More registrars face long wait for billings share

2 minute read


The three-month pay cycle was being used in 28% of practices in 2017, up from 19% in 2014, according to the latest national survey


GP registrars are aggrieved that a growing number of training practices are making them wait three months to receive their share of billings.

The three-month pay cycle was used in 28% of practices in 2017, up from 19% in 2014, according to the latest national survey by General Practice Registrars Australia.

In 2014, most practices paid fortnightly or weekly.

“This is causing a lot of dissatisfaction among registrars GPRA hears from,” GPRA president Dr Melanie Smith said.

Flat growth in the national pay rates for employee registrars, negotiated with the GP Supervisors Association, meant their Medicare billings were a significant part of their income.

“Withholding this payment for three months is not a fair and reasonable way for training practices to treat their GP registrar employees.”

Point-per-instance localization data
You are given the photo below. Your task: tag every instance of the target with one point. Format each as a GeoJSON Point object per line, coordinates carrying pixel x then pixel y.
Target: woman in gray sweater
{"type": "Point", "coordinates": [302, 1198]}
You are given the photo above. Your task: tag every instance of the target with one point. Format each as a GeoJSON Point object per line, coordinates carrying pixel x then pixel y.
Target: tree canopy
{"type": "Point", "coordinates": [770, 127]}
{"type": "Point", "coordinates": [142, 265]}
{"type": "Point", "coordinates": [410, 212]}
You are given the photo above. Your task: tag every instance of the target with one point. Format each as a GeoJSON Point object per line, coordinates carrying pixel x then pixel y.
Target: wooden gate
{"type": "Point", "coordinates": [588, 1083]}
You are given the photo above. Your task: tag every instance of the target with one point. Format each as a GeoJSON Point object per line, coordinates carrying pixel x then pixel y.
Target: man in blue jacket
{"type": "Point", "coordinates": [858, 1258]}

WHAT YOU WILL DO »
Resume the news article on GP registrars waiting three months for their share of billings, picking up after its final quoted sentence.

TASK ANSWER »
This could be a significant source of stress, especially for GP registrars who had to relocate to do their training placement, she said.

Receiving a percentage of billings made up for the low base rate of pay for GP registrars compared with hospital registrars, and was a “key part of a fair and reasonable employment situation”.

Typically, registrars received 44.79% of their billings, the base rate under the negotiated agreement.

These funds were needed to pay for study resources, college examination fees and other training costs as well as day-to-day living expenses, Dr Smith said.

The GPRA 2017 Benchmarking Survey revealed that 10.6% of practices paid registrars their share of billings monthly, 40.6 % paid fortnightly and 8.9% paid weekly.

“Unfortunately, 28% of practices force registrars to wait for three months to receive their share of the Medicare billings they have earned for their training practice,” Dr Smith said.

“That means they wait up to 13 times as long as other registrars to receive their percentage of their billings.”

The long delay was “disappointing”, given than more 60% of practices paid their registrars their share of the Medicare billings they had earned “within a reasonable timeframe, at least monthly”.

The GP supervisors’ association advises training practices to pay no more than the agreed percentage, to pay “no less than three-monthly” and to pay “on receipt”.

It recommends practices pay the base salary and a payment for their billings after 13 weeks.